** Given problem **
List every line of the entries that contains the word "barrier".
- - - -
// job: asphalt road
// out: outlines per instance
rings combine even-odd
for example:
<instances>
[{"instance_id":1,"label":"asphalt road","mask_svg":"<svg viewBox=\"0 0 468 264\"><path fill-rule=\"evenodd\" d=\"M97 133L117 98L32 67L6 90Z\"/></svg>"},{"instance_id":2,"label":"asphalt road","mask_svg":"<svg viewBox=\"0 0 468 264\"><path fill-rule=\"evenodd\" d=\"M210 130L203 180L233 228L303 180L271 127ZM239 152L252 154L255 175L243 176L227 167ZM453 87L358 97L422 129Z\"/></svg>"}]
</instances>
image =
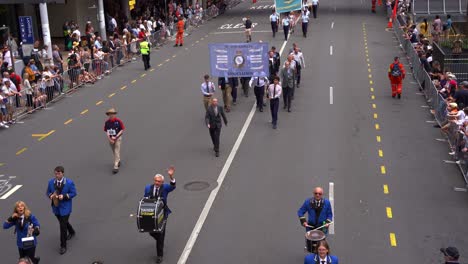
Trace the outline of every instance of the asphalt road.
<instances>
[{"instance_id":1,"label":"asphalt road","mask_svg":"<svg viewBox=\"0 0 468 264\"><path fill-rule=\"evenodd\" d=\"M342 263L439 263L439 248L449 244L468 254L468 199L453 191L463 186L462 177L455 165L443 162L450 159L447 145L435 140L442 135L426 122L431 116L411 76L403 98L390 97L387 67L393 56L404 54L384 30L383 12L372 15L368 2L321 3L309 37L302 38L298 27L286 44L281 31L275 39L269 32L268 7L242 3L193 31L184 47L153 52L154 71L144 72L140 61L119 68L3 130L0 174L16 176L10 183L22 187L0 200L2 218L16 200L29 204L41 222L37 252L44 263L153 263L153 239L138 233L129 215L152 176L174 164L178 187L169 197L165 263L180 259L213 190L217 196L187 263L302 263L304 230L296 210L315 186L328 195L330 182L335 234L328 240ZM271 4L261 0L255 6ZM239 97L215 158L199 91L209 71L207 44L243 42L235 26L246 14L258 23L253 41L278 49L284 44L282 61L296 42L306 68L292 112L280 110L277 130L271 129L269 111L251 112L252 93ZM111 173L102 131L109 107L118 109L127 127L117 175ZM42 141L31 137L52 130ZM57 165L65 166L78 190L70 220L77 236L63 256L45 196ZM210 186L184 188L194 182ZM2 263L14 263L12 230L0 232L0 247Z\"/></svg>"}]
</instances>

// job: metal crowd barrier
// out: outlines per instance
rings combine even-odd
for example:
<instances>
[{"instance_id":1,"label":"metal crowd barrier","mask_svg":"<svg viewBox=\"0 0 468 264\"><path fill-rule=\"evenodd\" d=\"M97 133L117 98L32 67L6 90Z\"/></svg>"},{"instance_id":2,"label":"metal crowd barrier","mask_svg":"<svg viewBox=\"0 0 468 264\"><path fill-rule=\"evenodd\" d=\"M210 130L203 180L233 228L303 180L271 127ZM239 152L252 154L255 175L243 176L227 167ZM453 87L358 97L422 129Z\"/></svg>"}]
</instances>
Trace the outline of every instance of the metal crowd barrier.
<instances>
[{"instance_id":1,"label":"metal crowd barrier","mask_svg":"<svg viewBox=\"0 0 468 264\"><path fill-rule=\"evenodd\" d=\"M446 125L448 126L447 129L445 129L445 134L447 136L451 152L454 154L454 158L457 160L456 164L460 168L463 174L463 178L468 185L468 154L463 152L465 141L468 139L468 137L465 139L465 136L460 130L460 127L447 119L447 103L435 87L430 75L426 72L423 65L421 64L417 51L414 49L411 42L404 38L405 32L401 27L401 21L404 20L399 17L393 23L393 29L398 40L400 41L400 47L406 54L413 76L418 82L419 87L426 98L426 102L431 108L431 112L434 114L436 122L440 127L444 127Z\"/></svg>"}]
</instances>

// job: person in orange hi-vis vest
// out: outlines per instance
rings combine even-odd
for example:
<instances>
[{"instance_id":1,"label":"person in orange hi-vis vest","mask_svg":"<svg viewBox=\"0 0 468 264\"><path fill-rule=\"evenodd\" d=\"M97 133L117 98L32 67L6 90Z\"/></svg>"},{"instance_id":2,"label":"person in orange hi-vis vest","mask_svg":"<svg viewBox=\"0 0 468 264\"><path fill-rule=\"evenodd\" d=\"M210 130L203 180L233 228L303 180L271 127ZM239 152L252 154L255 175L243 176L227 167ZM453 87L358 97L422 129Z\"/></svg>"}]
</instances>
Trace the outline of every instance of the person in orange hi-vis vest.
<instances>
[{"instance_id":1,"label":"person in orange hi-vis vest","mask_svg":"<svg viewBox=\"0 0 468 264\"><path fill-rule=\"evenodd\" d=\"M392 97L398 95L398 99L401 98L401 89L403 88L403 79L405 79L405 69L403 64L400 63L400 58L395 57L393 63L388 68L388 79L392 85Z\"/></svg>"},{"instance_id":2,"label":"person in orange hi-vis vest","mask_svg":"<svg viewBox=\"0 0 468 264\"><path fill-rule=\"evenodd\" d=\"M179 16L179 21L177 22L177 35L176 35L176 44L174 47L183 46L184 44L184 27L185 22L182 16ZM180 44L180 45L179 45Z\"/></svg>"}]
</instances>

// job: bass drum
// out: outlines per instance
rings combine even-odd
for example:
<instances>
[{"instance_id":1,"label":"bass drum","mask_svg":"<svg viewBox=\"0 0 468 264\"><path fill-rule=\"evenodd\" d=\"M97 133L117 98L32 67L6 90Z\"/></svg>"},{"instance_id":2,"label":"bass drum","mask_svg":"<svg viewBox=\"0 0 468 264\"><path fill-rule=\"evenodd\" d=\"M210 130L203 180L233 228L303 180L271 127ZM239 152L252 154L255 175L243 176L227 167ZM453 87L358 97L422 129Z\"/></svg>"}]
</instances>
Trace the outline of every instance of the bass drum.
<instances>
[{"instance_id":1,"label":"bass drum","mask_svg":"<svg viewBox=\"0 0 468 264\"><path fill-rule=\"evenodd\" d=\"M137 227L140 232L162 232L166 226L165 204L161 199L142 198L138 204Z\"/></svg>"}]
</instances>

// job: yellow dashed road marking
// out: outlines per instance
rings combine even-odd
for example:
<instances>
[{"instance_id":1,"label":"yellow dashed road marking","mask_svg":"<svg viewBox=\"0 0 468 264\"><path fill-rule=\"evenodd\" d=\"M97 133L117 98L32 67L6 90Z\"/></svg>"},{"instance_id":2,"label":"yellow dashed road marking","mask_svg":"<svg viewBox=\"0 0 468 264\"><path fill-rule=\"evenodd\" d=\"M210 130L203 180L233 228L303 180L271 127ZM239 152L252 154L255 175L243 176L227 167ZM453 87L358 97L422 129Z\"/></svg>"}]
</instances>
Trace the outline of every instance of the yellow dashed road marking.
<instances>
[{"instance_id":1,"label":"yellow dashed road marking","mask_svg":"<svg viewBox=\"0 0 468 264\"><path fill-rule=\"evenodd\" d=\"M390 218L390 219L393 218L392 208L391 207L387 207L387 217Z\"/></svg>"},{"instance_id":2,"label":"yellow dashed road marking","mask_svg":"<svg viewBox=\"0 0 468 264\"><path fill-rule=\"evenodd\" d=\"M385 169L385 166L384 166L384 165L380 166L380 173L382 173L382 174L386 174L386 173L387 173L387 170Z\"/></svg>"},{"instance_id":3,"label":"yellow dashed road marking","mask_svg":"<svg viewBox=\"0 0 468 264\"><path fill-rule=\"evenodd\" d=\"M18 150L18 152L16 152L16 156L19 156L21 155L21 153L25 152L28 148L22 148L20 150Z\"/></svg>"},{"instance_id":4,"label":"yellow dashed road marking","mask_svg":"<svg viewBox=\"0 0 468 264\"><path fill-rule=\"evenodd\" d=\"M388 191L388 185L387 185L387 184L384 184L383 187L384 187L384 193L385 193L385 194L388 194L388 193L389 193L389 191Z\"/></svg>"},{"instance_id":5,"label":"yellow dashed road marking","mask_svg":"<svg viewBox=\"0 0 468 264\"><path fill-rule=\"evenodd\" d=\"M392 247L396 247L396 237L395 233L390 233L390 245Z\"/></svg>"}]
</instances>

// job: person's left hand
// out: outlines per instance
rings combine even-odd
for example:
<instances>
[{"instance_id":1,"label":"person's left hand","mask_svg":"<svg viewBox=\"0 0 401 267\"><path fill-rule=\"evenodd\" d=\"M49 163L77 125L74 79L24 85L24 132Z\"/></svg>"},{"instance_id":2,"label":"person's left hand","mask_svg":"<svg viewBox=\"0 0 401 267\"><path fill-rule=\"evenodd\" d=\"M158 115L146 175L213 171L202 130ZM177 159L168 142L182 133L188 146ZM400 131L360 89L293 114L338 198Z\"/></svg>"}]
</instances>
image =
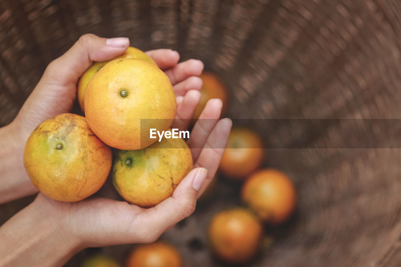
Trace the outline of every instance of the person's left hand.
<instances>
[{"instance_id":1,"label":"person's left hand","mask_svg":"<svg viewBox=\"0 0 401 267\"><path fill-rule=\"evenodd\" d=\"M77 97L79 77L93 61L111 59L130 45L128 38L106 39L88 34L81 36L67 52L49 65L38 84L14 120L25 141L44 121L71 111ZM201 61L190 59L178 63L180 55L171 49L146 52L170 79L177 98L177 117L192 117L192 108L200 97ZM25 142L24 142L24 144Z\"/></svg>"},{"instance_id":2,"label":"person's left hand","mask_svg":"<svg viewBox=\"0 0 401 267\"><path fill-rule=\"evenodd\" d=\"M78 79L93 61L112 59L124 53L129 45L128 38L106 39L86 34L64 55L52 61L11 123L13 130L10 138L18 144L14 150L16 157L22 158L28 137L40 123L71 111L76 99ZM199 90L202 82L196 76L202 73L203 64L195 59L178 63L180 55L171 49L156 49L146 53L167 75L173 85L177 103L177 119L173 126L185 127L189 120L178 119L190 119L199 102ZM22 160L18 162L14 168L14 176L20 177L16 176L13 182L15 185L13 187L16 189L4 192L4 199L0 198L0 203L38 192L25 173ZM21 186L17 190L18 184Z\"/></svg>"}]
</instances>

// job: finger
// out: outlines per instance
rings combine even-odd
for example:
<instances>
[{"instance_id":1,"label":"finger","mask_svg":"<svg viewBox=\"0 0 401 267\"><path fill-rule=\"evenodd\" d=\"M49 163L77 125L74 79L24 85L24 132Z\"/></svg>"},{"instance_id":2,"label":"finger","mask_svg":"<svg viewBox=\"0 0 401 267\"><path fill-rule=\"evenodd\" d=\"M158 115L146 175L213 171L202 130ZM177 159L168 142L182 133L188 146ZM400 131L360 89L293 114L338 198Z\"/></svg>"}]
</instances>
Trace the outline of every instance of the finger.
<instances>
[{"instance_id":1,"label":"finger","mask_svg":"<svg viewBox=\"0 0 401 267\"><path fill-rule=\"evenodd\" d=\"M191 76L198 76L203 70L203 63L200 60L189 59L181 62L164 73L173 85Z\"/></svg>"},{"instance_id":2,"label":"finger","mask_svg":"<svg viewBox=\"0 0 401 267\"><path fill-rule=\"evenodd\" d=\"M223 102L219 99L211 99L206 103L199 119L194 125L188 139L192 158L196 162L208 137L219 120Z\"/></svg>"},{"instance_id":3,"label":"finger","mask_svg":"<svg viewBox=\"0 0 401 267\"><path fill-rule=\"evenodd\" d=\"M206 189L216 174L227 145L232 125L231 120L227 118L221 119L216 123L194 165L196 168L202 167L208 170L207 176L199 190L198 197Z\"/></svg>"},{"instance_id":4,"label":"finger","mask_svg":"<svg viewBox=\"0 0 401 267\"><path fill-rule=\"evenodd\" d=\"M174 86L176 95L184 95L190 90L199 91L202 87L202 79L196 76L191 76Z\"/></svg>"},{"instance_id":5,"label":"finger","mask_svg":"<svg viewBox=\"0 0 401 267\"><path fill-rule=\"evenodd\" d=\"M182 100L184 99L184 97L183 96L178 96L176 97L176 101L177 101L177 108L180 106L181 103L182 103Z\"/></svg>"},{"instance_id":6,"label":"finger","mask_svg":"<svg viewBox=\"0 0 401 267\"><path fill-rule=\"evenodd\" d=\"M125 37L106 39L84 34L64 55L49 64L42 79L61 86L75 85L93 61L111 59L124 53L129 45L130 40Z\"/></svg>"},{"instance_id":7,"label":"finger","mask_svg":"<svg viewBox=\"0 0 401 267\"><path fill-rule=\"evenodd\" d=\"M145 52L155 61L160 69L172 68L180 60L180 54L171 49L155 49Z\"/></svg>"},{"instance_id":8,"label":"finger","mask_svg":"<svg viewBox=\"0 0 401 267\"><path fill-rule=\"evenodd\" d=\"M172 128L178 129L180 131L185 131L188 129L200 98L199 91L188 91L180 105L177 104L177 112Z\"/></svg>"},{"instance_id":9,"label":"finger","mask_svg":"<svg viewBox=\"0 0 401 267\"><path fill-rule=\"evenodd\" d=\"M198 190L207 175L207 170L194 169L181 181L172 196L141 214L144 221L152 222L158 234L190 215L195 210Z\"/></svg>"}]
</instances>

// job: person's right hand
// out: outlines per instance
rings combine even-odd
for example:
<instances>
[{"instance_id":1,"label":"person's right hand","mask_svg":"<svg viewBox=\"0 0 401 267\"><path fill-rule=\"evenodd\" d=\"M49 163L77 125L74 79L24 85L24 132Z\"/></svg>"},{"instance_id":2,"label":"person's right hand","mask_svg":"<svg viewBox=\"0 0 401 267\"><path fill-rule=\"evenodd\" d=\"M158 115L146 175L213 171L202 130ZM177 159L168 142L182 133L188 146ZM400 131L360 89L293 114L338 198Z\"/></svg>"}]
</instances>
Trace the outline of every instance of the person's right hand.
<instances>
[{"instance_id":1,"label":"person's right hand","mask_svg":"<svg viewBox=\"0 0 401 267\"><path fill-rule=\"evenodd\" d=\"M218 103L220 106L216 107L221 109L220 101L209 101L204 112ZM81 248L153 242L193 212L197 198L218 167L231 120L216 120L215 123L209 121L206 128L201 124L202 121L197 122L189 138L198 138L197 146L203 144L203 148L192 150L195 168L180 183L172 196L153 208L143 208L125 201L96 197L77 202L62 202L41 193L31 205L47 211L61 222L63 235L75 240Z\"/></svg>"}]
</instances>

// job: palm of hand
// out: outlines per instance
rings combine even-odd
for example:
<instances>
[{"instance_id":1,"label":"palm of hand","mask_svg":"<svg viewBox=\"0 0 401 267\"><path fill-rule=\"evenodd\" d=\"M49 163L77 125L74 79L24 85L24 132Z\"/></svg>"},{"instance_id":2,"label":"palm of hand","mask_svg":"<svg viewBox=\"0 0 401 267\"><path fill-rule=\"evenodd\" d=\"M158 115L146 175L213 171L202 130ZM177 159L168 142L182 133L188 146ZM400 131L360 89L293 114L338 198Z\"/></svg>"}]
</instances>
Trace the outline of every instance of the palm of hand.
<instances>
[{"instance_id":1,"label":"palm of hand","mask_svg":"<svg viewBox=\"0 0 401 267\"><path fill-rule=\"evenodd\" d=\"M109 48L107 50L101 47L105 45L104 39L92 35L86 38L92 40L89 41L80 38L80 42L79 41L49 65L21 109L17 118L22 125L23 140L26 140L30 132L43 121L70 111L76 99L78 79L91 64L91 61L109 60L126 48L110 50ZM85 46L86 50L83 52L82 47ZM128 46L127 44L126 46ZM202 84L200 79L194 76L200 74L203 64L194 60L177 64L178 53L169 49L159 49L147 53L164 71L174 86L177 109L172 127L186 129L189 120L186 119L192 117L199 101L198 91ZM192 213L197 197L213 178L231 127L229 120L219 121L221 109L221 102L219 99L212 99L208 103L200 119L209 119L196 122L188 142L194 167L203 167L208 171L200 188L193 188L194 178L198 173L194 169L180 183L171 197L149 209L105 198L63 202L41 194L35 202L62 217L66 229L88 246L154 241Z\"/></svg>"}]
</instances>

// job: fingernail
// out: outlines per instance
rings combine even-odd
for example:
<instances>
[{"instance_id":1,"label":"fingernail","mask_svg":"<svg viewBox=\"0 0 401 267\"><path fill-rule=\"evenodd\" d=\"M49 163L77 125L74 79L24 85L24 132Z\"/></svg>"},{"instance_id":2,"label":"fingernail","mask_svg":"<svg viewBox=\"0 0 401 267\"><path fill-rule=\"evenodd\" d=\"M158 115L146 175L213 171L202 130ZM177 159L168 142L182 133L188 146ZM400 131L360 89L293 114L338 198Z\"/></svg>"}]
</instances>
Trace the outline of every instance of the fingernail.
<instances>
[{"instance_id":1,"label":"fingernail","mask_svg":"<svg viewBox=\"0 0 401 267\"><path fill-rule=\"evenodd\" d=\"M106 39L106 44L111 47L125 47L129 41L126 37L116 37Z\"/></svg>"},{"instance_id":2,"label":"fingernail","mask_svg":"<svg viewBox=\"0 0 401 267\"><path fill-rule=\"evenodd\" d=\"M195 175L195 178L192 182L192 187L196 191L199 191L203 184L205 179L207 175L207 170L205 168L199 168Z\"/></svg>"}]
</instances>

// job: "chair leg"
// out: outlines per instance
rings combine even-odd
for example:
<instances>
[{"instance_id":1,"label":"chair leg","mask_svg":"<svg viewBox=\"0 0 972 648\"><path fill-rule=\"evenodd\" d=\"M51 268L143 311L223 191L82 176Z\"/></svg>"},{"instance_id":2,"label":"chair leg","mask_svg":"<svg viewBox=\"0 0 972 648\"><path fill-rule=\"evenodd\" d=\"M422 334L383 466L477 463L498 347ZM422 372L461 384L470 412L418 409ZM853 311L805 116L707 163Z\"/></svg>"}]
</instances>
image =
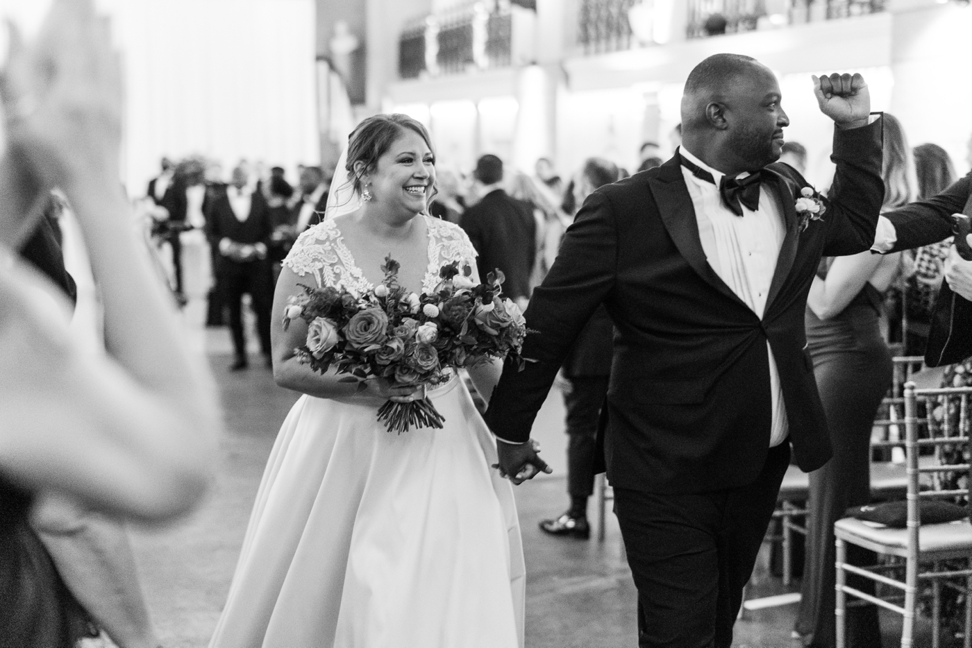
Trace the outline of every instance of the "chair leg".
<instances>
[{"instance_id":1,"label":"chair leg","mask_svg":"<svg viewBox=\"0 0 972 648\"><path fill-rule=\"evenodd\" d=\"M844 561L847 558L847 547L840 538L837 538L836 558L834 568L837 570L837 599L834 605L834 623L837 624L837 628L834 645L836 648L844 648L844 609L847 606L847 595L844 594Z\"/></svg>"},{"instance_id":2,"label":"chair leg","mask_svg":"<svg viewBox=\"0 0 972 648\"><path fill-rule=\"evenodd\" d=\"M607 533L605 529L605 523L608 518L608 480L605 479L605 475L603 473L599 474L596 479L597 485L595 490L598 493L598 541L604 542L605 535Z\"/></svg>"},{"instance_id":3,"label":"chair leg","mask_svg":"<svg viewBox=\"0 0 972 648\"><path fill-rule=\"evenodd\" d=\"M969 563L972 566L972 561ZM972 648L972 576L965 579L965 636L962 648Z\"/></svg>"},{"instance_id":4,"label":"chair leg","mask_svg":"<svg viewBox=\"0 0 972 648\"><path fill-rule=\"evenodd\" d=\"M749 594L749 582L746 581L746 585L743 586L743 601L739 604L739 613L736 615L736 621L746 620L746 598Z\"/></svg>"},{"instance_id":5,"label":"chair leg","mask_svg":"<svg viewBox=\"0 0 972 648\"><path fill-rule=\"evenodd\" d=\"M783 585L789 587L793 580L793 530L790 528L790 520L793 505L788 501L783 502L782 510L782 536L783 536Z\"/></svg>"},{"instance_id":6,"label":"chair leg","mask_svg":"<svg viewBox=\"0 0 972 648\"><path fill-rule=\"evenodd\" d=\"M938 563L933 567L938 571ZM939 648L942 633L942 584L934 578L931 581L931 648Z\"/></svg>"},{"instance_id":7,"label":"chair leg","mask_svg":"<svg viewBox=\"0 0 972 648\"><path fill-rule=\"evenodd\" d=\"M909 556L905 564L905 613L901 625L901 648L915 642L915 615L918 607L918 556Z\"/></svg>"}]
</instances>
- - - -
** Result below **
// job: metal crowd barrier
[{"instance_id":1,"label":"metal crowd barrier","mask_svg":"<svg viewBox=\"0 0 468 264\"><path fill-rule=\"evenodd\" d=\"M97 133L117 98L32 67L6 90Z\"/></svg>"},{"instance_id":2,"label":"metal crowd barrier","mask_svg":"<svg viewBox=\"0 0 468 264\"><path fill-rule=\"evenodd\" d=\"M210 130L203 180L233 228L303 180L271 127ZM239 152L252 154L255 175L243 176L227 167ZM453 87L358 97L422 129Z\"/></svg>"}]
Trace the outline of every instance of the metal crowd barrier.
[{"instance_id":1,"label":"metal crowd barrier","mask_svg":"<svg viewBox=\"0 0 468 264\"><path fill-rule=\"evenodd\" d=\"M446 125L448 126L447 129L445 129L445 134L447 136L451 152L454 154L454 158L457 160L456 164L460 168L463 174L463 178L468 185L468 154L463 152L465 141L468 139L468 137L465 139L465 136L460 130L460 127L447 119L447 103L435 87L430 75L426 72L423 65L421 64L417 51L414 49L411 42L404 38L405 32L401 27L401 21L404 20L399 17L393 23L393 29L398 40L400 41L400 47L406 54L413 76L418 82L419 87L426 98L426 102L431 108L431 112L434 114L436 122L440 127L444 127Z\"/></svg>"}]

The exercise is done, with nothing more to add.